## begin MATERIAL PROVIDED
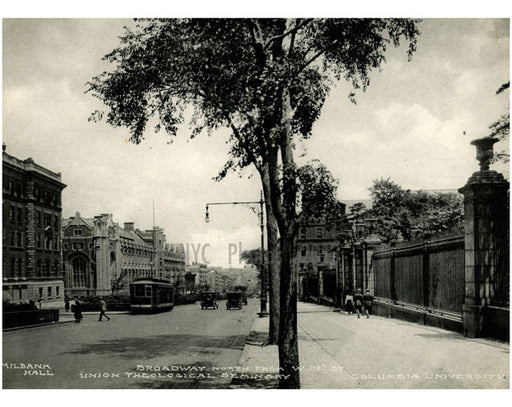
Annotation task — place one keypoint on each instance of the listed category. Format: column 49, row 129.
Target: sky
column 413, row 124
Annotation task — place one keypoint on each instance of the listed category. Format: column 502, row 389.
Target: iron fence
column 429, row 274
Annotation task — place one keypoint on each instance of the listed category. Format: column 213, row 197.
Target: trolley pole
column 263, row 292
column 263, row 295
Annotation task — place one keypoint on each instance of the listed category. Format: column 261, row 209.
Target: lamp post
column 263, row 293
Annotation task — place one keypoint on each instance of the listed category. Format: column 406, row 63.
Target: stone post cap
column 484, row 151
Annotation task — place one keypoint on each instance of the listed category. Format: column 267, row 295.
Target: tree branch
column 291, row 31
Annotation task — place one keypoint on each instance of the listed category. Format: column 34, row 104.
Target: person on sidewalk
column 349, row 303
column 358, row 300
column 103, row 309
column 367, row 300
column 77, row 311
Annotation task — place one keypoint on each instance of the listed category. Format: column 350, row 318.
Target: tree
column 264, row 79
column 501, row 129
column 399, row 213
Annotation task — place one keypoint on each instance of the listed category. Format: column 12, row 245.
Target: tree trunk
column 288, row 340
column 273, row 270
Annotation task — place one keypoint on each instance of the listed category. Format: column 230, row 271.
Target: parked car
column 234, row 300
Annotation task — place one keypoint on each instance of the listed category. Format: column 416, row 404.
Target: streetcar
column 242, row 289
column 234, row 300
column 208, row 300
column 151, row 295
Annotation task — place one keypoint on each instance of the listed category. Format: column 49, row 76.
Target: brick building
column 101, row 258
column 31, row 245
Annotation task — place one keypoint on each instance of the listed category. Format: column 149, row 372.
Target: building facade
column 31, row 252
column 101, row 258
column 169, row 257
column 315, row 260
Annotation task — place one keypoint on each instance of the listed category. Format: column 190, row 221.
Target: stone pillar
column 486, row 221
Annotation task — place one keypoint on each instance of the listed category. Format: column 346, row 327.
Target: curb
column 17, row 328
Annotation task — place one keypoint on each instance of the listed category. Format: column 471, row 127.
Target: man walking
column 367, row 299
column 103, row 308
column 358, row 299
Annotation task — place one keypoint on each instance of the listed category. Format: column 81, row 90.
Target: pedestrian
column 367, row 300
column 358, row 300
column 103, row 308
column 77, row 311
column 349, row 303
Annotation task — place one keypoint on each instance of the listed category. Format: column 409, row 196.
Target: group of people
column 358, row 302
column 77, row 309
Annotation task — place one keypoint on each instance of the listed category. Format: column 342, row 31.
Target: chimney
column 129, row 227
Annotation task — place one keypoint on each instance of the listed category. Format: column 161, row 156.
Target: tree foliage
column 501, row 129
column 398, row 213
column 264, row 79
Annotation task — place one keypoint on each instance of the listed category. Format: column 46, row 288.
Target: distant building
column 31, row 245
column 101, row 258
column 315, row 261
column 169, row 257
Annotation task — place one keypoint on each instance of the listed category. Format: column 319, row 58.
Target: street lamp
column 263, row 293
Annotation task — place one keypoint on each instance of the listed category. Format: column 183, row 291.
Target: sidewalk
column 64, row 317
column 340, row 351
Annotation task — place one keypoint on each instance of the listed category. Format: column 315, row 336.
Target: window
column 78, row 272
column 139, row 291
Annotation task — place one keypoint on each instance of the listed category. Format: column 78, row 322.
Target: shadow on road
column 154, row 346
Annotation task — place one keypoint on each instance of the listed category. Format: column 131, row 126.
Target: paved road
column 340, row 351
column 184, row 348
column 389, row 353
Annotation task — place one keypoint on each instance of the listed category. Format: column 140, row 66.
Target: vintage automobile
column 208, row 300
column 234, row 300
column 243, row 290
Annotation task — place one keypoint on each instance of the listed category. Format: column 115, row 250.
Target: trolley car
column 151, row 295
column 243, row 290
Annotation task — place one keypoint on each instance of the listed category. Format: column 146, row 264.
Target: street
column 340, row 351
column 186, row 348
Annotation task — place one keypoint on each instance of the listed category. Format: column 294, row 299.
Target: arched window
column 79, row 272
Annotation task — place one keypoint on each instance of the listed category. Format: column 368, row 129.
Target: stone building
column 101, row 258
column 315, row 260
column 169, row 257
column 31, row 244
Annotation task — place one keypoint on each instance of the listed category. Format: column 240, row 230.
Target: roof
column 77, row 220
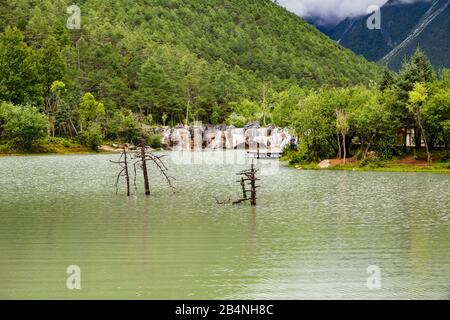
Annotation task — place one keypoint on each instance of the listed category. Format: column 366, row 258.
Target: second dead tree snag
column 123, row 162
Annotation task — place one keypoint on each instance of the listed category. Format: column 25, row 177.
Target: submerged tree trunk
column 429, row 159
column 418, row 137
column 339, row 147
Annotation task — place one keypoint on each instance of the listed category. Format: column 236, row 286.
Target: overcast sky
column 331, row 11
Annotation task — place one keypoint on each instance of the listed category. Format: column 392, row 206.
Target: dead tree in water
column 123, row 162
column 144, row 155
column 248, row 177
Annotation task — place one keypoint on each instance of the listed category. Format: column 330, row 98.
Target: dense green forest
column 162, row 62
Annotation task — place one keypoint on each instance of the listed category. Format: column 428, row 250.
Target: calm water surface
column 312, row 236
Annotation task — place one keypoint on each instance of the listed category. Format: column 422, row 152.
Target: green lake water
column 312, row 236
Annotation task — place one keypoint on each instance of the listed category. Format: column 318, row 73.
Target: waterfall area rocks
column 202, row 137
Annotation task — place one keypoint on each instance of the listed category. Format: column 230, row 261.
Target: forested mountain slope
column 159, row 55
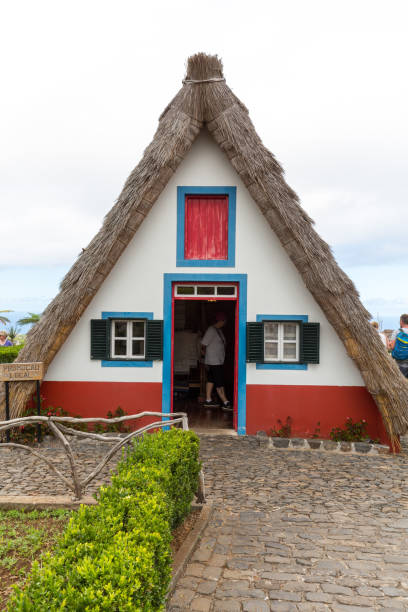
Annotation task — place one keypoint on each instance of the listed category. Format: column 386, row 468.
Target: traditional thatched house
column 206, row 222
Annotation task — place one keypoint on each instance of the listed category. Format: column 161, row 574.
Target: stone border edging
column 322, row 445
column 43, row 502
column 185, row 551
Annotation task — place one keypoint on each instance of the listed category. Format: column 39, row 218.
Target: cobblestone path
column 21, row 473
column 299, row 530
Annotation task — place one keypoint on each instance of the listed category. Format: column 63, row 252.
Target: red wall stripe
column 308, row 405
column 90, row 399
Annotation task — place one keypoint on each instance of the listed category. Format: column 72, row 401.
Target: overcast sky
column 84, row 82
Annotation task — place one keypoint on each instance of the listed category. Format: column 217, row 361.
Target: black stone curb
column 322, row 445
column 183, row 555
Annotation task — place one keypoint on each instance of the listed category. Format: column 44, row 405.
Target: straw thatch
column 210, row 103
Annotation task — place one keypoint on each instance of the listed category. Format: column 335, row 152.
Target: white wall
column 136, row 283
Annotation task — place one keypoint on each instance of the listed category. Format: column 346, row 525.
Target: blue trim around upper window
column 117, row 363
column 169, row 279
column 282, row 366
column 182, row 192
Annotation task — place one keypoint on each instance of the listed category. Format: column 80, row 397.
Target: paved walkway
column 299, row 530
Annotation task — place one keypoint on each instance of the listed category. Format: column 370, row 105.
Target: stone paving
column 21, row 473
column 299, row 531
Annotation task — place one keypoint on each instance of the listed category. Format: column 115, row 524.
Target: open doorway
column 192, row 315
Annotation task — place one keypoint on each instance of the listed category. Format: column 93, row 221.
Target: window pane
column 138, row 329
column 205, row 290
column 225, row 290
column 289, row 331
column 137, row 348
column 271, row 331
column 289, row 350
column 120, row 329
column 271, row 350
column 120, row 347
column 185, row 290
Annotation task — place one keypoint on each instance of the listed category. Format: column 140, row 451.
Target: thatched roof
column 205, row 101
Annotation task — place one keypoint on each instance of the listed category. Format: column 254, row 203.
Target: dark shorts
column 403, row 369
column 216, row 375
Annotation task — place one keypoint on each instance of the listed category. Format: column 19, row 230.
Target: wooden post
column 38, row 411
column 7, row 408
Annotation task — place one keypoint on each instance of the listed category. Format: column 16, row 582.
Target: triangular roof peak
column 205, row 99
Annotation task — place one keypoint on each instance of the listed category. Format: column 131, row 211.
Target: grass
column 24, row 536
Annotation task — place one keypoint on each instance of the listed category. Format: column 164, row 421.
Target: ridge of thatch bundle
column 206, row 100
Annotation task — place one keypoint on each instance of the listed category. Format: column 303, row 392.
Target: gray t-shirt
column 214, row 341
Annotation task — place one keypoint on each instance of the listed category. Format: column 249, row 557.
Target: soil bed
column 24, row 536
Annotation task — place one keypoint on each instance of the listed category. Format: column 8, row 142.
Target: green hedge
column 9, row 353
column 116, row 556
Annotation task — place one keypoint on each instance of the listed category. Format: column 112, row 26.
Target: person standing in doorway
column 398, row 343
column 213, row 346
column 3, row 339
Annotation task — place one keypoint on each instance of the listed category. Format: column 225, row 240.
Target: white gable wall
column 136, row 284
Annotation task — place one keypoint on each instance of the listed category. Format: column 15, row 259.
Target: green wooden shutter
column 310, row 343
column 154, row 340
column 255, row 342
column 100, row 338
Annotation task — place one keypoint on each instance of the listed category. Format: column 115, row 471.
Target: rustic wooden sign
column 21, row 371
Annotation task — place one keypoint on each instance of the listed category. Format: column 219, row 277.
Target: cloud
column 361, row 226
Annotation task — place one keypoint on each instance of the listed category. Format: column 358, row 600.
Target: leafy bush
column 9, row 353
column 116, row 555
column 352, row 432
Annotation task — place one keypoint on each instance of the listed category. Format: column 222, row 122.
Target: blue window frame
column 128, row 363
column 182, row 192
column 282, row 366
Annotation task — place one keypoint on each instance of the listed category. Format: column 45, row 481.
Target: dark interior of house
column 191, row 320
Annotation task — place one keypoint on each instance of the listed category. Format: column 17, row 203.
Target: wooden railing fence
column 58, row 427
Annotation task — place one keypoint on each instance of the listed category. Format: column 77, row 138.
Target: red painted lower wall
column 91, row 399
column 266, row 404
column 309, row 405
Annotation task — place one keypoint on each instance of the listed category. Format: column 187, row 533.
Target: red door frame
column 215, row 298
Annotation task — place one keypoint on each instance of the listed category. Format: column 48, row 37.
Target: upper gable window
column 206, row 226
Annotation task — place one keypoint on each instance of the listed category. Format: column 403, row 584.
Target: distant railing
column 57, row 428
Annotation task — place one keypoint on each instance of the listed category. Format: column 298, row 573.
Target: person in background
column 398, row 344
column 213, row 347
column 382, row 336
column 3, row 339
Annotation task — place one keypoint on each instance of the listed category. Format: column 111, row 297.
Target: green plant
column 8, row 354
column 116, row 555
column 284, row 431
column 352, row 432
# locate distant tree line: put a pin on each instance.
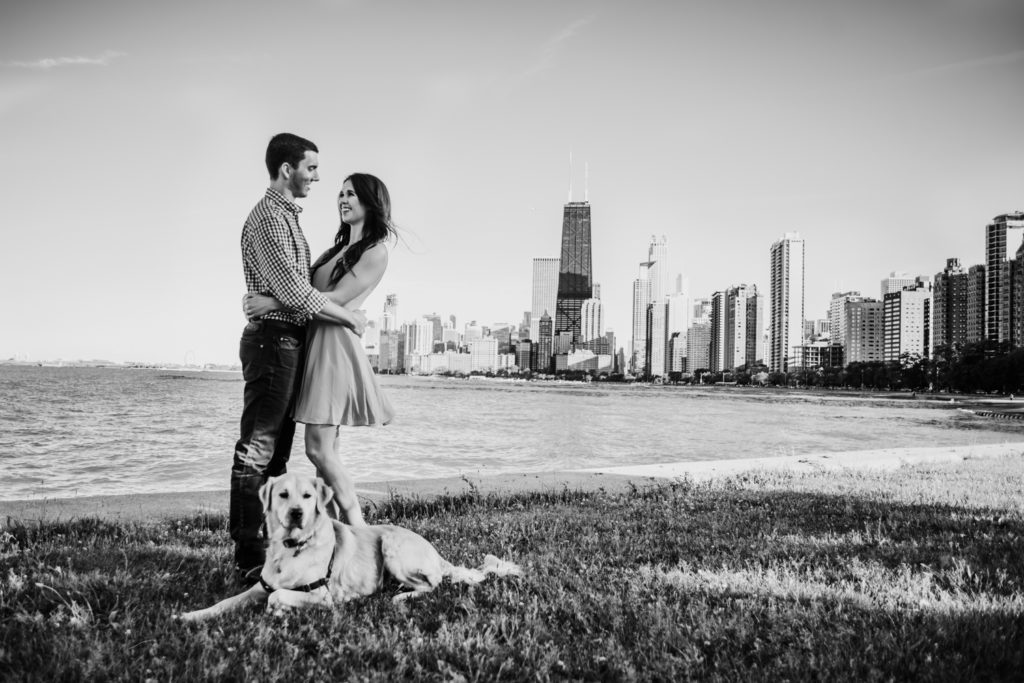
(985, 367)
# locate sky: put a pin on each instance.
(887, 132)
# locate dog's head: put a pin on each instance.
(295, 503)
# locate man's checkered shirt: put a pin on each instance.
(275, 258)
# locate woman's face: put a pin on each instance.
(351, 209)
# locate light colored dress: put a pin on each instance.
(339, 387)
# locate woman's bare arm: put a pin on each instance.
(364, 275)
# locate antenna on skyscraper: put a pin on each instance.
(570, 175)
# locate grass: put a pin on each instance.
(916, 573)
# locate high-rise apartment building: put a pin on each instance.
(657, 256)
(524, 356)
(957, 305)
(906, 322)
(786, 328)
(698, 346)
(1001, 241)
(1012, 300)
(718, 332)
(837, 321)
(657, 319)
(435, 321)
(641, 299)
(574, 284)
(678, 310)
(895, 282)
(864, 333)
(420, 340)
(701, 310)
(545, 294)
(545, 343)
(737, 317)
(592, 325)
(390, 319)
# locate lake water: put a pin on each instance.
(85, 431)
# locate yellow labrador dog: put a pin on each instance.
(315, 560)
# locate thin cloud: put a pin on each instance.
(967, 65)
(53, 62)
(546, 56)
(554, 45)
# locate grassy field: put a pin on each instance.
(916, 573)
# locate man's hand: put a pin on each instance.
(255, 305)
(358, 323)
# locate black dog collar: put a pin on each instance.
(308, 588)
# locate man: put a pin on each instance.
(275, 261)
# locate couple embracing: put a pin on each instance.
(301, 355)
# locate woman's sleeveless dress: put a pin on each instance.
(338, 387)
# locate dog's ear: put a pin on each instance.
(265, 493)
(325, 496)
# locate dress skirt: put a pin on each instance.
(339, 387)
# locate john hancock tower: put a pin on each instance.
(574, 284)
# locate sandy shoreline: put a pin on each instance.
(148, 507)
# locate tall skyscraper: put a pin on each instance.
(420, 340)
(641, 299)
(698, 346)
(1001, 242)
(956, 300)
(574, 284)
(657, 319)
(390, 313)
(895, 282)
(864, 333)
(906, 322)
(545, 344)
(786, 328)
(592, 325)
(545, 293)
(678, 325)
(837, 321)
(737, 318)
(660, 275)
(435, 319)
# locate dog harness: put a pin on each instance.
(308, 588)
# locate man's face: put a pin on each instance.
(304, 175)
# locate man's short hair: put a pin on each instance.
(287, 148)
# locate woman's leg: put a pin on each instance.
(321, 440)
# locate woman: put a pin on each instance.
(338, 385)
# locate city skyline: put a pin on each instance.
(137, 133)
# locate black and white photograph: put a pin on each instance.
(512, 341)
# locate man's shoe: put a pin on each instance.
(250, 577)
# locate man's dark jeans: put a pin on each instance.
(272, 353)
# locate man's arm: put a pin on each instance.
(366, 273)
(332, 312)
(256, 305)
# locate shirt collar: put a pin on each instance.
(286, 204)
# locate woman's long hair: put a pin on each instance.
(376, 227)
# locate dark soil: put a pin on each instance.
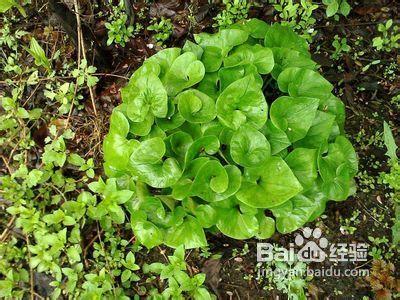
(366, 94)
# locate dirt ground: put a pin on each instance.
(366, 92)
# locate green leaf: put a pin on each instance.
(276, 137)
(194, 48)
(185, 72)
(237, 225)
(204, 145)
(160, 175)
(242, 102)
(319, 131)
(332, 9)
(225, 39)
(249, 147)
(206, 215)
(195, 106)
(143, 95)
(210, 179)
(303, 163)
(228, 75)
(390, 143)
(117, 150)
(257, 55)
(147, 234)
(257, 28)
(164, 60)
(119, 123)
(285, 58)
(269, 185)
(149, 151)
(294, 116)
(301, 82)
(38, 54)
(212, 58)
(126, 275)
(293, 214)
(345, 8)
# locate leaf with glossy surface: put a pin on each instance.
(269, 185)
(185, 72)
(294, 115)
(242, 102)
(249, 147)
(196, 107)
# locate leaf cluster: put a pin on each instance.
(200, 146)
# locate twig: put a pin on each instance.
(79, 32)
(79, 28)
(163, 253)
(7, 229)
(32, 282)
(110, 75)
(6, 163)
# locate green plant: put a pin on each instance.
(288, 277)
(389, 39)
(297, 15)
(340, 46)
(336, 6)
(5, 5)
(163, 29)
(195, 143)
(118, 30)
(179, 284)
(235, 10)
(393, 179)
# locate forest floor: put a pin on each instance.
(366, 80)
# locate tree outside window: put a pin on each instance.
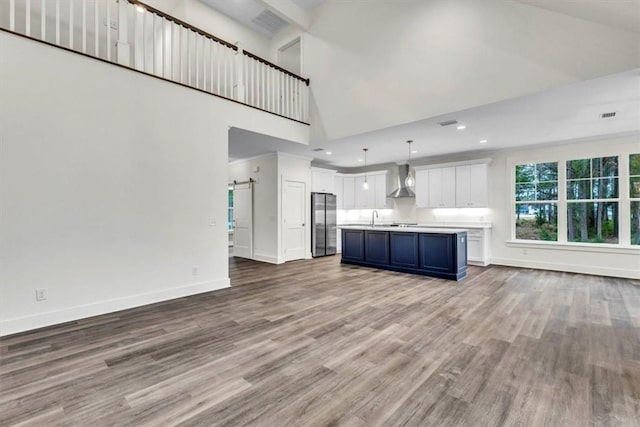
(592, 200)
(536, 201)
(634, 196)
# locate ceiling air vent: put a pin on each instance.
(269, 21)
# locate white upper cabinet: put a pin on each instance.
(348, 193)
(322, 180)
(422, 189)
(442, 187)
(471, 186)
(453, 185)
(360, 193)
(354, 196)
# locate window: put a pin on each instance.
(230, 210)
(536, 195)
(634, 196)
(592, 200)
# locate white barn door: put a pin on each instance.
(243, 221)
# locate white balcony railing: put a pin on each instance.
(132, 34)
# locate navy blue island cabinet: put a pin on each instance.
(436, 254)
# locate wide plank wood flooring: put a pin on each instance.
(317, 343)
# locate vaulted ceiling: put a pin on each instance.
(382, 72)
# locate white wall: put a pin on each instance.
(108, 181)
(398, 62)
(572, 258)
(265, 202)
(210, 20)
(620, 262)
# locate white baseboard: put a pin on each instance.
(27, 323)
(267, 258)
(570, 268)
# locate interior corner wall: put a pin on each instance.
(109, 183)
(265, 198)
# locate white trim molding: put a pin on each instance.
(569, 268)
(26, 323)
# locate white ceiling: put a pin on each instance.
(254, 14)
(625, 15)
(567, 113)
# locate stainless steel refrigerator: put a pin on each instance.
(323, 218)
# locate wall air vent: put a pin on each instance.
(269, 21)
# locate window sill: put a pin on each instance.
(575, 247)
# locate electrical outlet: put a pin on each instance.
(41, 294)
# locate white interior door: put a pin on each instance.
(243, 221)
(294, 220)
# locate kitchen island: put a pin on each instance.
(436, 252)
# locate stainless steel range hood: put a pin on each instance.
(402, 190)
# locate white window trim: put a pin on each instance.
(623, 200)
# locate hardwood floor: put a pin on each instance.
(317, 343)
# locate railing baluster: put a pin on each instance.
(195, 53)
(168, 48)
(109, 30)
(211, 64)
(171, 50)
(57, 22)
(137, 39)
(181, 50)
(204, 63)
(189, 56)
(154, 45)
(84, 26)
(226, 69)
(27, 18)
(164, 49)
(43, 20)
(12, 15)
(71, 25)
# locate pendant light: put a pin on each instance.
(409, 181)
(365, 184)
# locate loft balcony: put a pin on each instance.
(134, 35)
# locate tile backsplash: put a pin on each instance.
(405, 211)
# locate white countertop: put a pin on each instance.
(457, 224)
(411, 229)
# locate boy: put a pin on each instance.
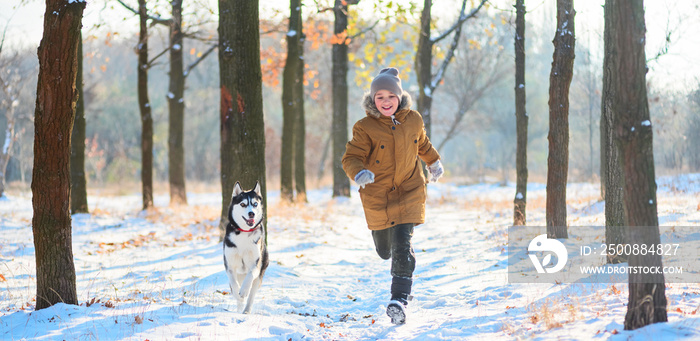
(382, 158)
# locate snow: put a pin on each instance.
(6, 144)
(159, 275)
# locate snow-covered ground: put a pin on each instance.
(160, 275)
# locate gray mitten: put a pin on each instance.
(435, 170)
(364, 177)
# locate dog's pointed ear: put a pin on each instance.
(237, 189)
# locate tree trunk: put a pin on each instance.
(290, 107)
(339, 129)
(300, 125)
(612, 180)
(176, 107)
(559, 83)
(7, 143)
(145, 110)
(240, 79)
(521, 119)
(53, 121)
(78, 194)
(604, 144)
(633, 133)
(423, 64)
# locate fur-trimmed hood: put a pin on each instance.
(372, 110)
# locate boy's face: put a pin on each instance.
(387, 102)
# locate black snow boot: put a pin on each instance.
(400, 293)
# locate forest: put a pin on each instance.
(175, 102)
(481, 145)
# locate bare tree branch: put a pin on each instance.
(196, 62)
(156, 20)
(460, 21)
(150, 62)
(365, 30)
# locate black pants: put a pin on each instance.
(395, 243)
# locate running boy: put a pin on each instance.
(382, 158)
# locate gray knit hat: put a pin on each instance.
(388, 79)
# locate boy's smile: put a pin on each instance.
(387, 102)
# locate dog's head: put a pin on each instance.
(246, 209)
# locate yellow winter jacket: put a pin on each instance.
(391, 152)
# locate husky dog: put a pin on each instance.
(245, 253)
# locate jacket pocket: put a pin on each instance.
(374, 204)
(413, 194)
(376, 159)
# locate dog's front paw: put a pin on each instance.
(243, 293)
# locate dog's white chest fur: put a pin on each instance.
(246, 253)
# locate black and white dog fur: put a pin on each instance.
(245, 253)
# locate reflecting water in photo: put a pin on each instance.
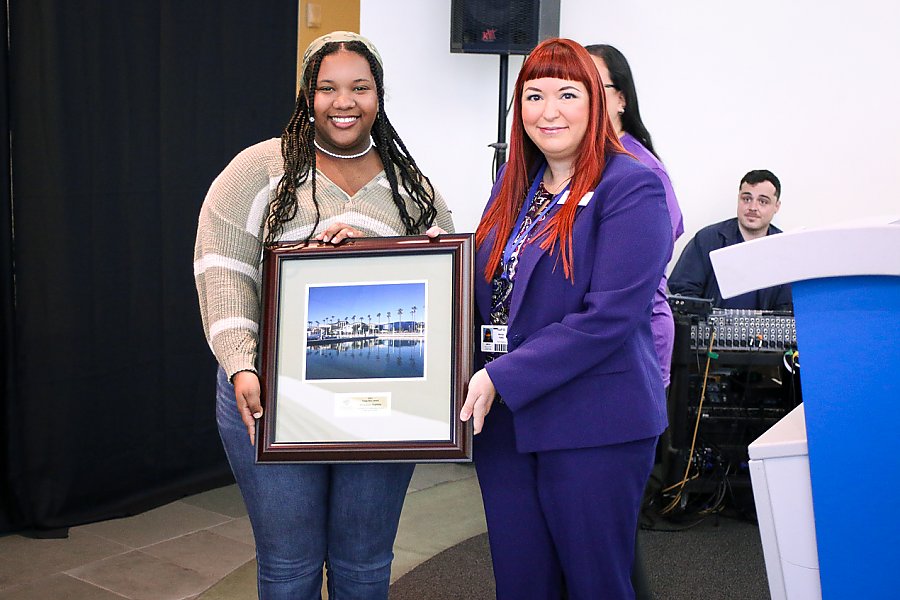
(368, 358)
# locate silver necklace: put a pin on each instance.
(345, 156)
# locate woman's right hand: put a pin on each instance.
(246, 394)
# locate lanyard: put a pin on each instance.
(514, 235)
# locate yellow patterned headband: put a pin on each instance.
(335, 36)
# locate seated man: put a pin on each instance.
## end MATERIAL PROVIDED
### TASK TO COMPLETE
Swap "keypoint" for "marker" in everything from the start of the data down to the line containing "column 484, row 151", both ends included, and give those lines again with nothing else changed. Leave the pictures out.

### EXPECTED OUTPUT
Annotation task — place one marker on each instance of the listed category. Format: column 49, row 129.
Target: sky
column 413, row 124
Annotation task — place one marker on each instance of the listed category. Format: column 502, row 389.
Target: iron fence
column 429, row 274
Annotation task — place one marker on each instance of the listed category. Format: column 213, row 197.
Target: trolley pole
column 263, row 292
column 263, row 295
Annotation task — place one marker on each instance of the listed category. Format: column 261, row 209.
Target: lamp post
column 263, row 293
Annotation task — place one marker on each instance of the listed category. Format: column 406, row 63.
Target: stone post cap
column 484, row 151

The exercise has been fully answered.